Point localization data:

--- START ---

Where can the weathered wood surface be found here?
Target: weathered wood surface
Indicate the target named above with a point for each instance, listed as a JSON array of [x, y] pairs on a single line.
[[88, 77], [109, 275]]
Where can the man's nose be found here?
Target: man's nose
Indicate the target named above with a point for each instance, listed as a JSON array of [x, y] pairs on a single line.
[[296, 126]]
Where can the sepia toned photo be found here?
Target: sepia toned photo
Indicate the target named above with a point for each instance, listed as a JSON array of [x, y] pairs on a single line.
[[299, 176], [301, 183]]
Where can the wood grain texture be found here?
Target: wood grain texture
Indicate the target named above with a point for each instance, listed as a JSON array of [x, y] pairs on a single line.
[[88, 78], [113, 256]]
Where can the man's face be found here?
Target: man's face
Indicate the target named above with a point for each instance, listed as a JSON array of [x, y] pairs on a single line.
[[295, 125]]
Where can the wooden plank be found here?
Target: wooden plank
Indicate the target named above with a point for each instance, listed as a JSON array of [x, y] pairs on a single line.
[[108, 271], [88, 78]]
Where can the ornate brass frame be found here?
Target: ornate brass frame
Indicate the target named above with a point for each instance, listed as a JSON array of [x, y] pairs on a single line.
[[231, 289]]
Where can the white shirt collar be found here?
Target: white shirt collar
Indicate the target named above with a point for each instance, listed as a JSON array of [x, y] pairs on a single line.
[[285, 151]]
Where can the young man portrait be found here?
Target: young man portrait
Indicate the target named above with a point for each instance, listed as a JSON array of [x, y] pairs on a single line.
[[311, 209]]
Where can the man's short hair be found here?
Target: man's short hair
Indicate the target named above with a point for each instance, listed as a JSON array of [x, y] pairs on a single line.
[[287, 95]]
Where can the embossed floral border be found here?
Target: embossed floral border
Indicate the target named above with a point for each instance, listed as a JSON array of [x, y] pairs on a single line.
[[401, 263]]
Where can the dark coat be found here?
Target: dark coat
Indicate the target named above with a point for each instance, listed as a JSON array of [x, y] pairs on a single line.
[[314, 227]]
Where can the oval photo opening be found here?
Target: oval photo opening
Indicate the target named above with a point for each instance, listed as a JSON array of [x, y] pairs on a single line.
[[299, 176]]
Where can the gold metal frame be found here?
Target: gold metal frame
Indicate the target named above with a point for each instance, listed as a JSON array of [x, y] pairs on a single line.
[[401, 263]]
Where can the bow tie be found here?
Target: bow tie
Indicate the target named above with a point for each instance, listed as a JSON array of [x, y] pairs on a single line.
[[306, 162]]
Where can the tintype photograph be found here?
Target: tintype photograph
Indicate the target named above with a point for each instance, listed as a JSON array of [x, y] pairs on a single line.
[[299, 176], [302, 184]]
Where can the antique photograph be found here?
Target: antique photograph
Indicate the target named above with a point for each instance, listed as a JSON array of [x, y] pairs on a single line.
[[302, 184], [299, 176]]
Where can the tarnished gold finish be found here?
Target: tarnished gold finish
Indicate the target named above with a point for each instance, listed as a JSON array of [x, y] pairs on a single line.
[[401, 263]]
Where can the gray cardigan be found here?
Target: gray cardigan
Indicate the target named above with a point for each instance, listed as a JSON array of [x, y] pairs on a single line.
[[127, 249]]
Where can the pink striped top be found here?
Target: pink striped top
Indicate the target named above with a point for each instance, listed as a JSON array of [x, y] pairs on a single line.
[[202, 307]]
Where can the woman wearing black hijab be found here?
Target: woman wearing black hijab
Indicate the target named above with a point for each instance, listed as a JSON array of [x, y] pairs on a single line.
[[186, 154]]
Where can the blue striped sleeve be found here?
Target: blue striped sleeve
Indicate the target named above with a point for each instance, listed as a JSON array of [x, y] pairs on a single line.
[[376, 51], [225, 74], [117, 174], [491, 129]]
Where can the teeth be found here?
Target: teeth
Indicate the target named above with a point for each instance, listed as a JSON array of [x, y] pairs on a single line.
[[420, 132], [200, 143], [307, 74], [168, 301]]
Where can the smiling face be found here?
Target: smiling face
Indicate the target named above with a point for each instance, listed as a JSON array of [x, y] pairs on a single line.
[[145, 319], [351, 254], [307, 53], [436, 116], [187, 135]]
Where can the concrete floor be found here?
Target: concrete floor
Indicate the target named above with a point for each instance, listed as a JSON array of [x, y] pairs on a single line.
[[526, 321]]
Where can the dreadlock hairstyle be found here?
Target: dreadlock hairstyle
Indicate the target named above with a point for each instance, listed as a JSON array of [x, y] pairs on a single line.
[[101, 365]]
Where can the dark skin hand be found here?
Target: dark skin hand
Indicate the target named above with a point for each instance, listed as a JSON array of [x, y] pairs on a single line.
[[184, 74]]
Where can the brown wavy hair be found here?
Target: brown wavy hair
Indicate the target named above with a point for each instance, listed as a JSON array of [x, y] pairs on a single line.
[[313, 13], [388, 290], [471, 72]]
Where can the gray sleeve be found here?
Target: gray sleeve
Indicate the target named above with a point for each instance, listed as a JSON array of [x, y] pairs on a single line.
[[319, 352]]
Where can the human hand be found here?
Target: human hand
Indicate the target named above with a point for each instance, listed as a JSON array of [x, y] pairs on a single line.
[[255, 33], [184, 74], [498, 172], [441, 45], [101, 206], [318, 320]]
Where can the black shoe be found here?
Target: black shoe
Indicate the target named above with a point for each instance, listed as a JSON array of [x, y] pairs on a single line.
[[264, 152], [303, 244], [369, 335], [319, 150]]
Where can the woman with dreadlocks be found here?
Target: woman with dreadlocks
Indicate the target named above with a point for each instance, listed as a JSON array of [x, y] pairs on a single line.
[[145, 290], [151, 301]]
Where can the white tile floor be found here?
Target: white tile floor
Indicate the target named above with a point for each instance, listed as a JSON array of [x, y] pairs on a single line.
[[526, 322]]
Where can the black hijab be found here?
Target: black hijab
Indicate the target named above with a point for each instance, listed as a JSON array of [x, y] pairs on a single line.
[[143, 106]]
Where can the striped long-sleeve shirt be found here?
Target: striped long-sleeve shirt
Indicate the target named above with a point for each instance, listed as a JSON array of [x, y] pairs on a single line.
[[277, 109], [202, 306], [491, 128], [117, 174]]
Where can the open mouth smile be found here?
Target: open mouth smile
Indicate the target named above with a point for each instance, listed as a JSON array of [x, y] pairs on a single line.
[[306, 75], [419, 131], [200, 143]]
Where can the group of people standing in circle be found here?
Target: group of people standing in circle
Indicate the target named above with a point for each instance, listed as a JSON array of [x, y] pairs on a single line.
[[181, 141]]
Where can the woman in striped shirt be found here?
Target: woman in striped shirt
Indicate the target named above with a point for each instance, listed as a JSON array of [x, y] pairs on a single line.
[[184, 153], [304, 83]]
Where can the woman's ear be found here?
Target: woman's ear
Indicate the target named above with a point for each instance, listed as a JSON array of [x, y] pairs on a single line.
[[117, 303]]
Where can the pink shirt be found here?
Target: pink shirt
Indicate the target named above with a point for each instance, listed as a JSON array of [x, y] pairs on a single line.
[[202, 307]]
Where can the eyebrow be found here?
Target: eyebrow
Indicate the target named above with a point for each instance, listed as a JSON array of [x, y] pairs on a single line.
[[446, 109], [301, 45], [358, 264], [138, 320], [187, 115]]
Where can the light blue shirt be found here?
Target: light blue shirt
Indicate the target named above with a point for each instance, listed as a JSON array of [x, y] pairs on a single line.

--- END ---

For the string "floor", go through the entries above and copy each line where it occurs.

Where can the concrete floor be found here?
Target: concrete floor
Where can the white tile floor be found here?
Target: white tile floor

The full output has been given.